─── Dataset extract ───
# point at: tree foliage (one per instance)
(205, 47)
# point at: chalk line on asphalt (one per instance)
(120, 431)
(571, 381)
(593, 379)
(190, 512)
───
*What to produce*.
Please convert the lines above into a JSON list of strings, one string per line, leaving out any blank lines.

*Exercise answer*.
[
  "# point at: tree foliage (one per instance)",
  "(205, 47)",
  "# point at: chalk line on asphalt (one per instance)",
  "(120, 431)",
  "(571, 381)",
  "(593, 379)",
  "(190, 512)"
]